> **DIRECTIONS**:
Your answer must restate each entry below word for word, with no pictures in it.

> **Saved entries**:
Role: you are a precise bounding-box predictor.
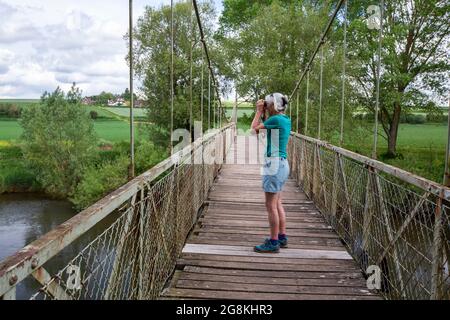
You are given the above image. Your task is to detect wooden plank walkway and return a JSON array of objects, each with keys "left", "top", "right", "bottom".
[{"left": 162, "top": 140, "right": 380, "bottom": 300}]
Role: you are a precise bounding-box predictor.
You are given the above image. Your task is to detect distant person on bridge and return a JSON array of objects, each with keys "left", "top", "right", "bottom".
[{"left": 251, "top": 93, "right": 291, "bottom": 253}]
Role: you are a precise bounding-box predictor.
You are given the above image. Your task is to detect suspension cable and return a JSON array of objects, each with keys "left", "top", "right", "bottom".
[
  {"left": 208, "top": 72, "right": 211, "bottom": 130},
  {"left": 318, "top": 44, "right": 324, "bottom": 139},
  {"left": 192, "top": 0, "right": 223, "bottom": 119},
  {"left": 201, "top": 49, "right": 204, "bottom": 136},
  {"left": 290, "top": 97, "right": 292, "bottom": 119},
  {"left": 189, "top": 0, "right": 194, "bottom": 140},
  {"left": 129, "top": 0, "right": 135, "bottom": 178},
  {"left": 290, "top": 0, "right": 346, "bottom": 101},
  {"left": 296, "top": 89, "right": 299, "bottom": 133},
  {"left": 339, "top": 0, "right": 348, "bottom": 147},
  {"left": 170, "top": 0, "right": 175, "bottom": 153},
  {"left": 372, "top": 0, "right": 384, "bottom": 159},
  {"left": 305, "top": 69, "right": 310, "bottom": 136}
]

> **EXERCISE RESULT**:
Role: you are a precise bounding-box predictor.
You are given the above image. Your task is to detect wooden plank walkway and return a JSON array of objects, each with keys "left", "top", "right", "bottom".
[{"left": 162, "top": 140, "right": 380, "bottom": 300}]
Role: you are a precise bounding-box predictor.
You are given the above image. Your task is to detect distant person on bridge and return a JSON array of objects, each with keys "left", "top", "right", "bottom".
[{"left": 251, "top": 93, "right": 291, "bottom": 253}]
Role: you are a precise bounding-box predictor.
You are given the above image. Your task is to detect suspension cable and return a JSON array of objects, each with keys "left", "top", "right", "bottom".
[
  {"left": 208, "top": 72, "right": 211, "bottom": 130},
  {"left": 318, "top": 44, "right": 324, "bottom": 139},
  {"left": 192, "top": 0, "right": 223, "bottom": 119},
  {"left": 201, "top": 49, "right": 204, "bottom": 136},
  {"left": 290, "top": 97, "right": 292, "bottom": 119},
  {"left": 189, "top": 0, "right": 194, "bottom": 140},
  {"left": 129, "top": 0, "right": 135, "bottom": 178},
  {"left": 290, "top": 0, "right": 346, "bottom": 101},
  {"left": 296, "top": 89, "right": 299, "bottom": 133},
  {"left": 339, "top": 0, "right": 348, "bottom": 147},
  {"left": 170, "top": 0, "right": 175, "bottom": 153},
  {"left": 372, "top": 0, "right": 384, "bottom": 159},
  {"left": 305, "top": 69, "right": 310, "bottom": 136}
]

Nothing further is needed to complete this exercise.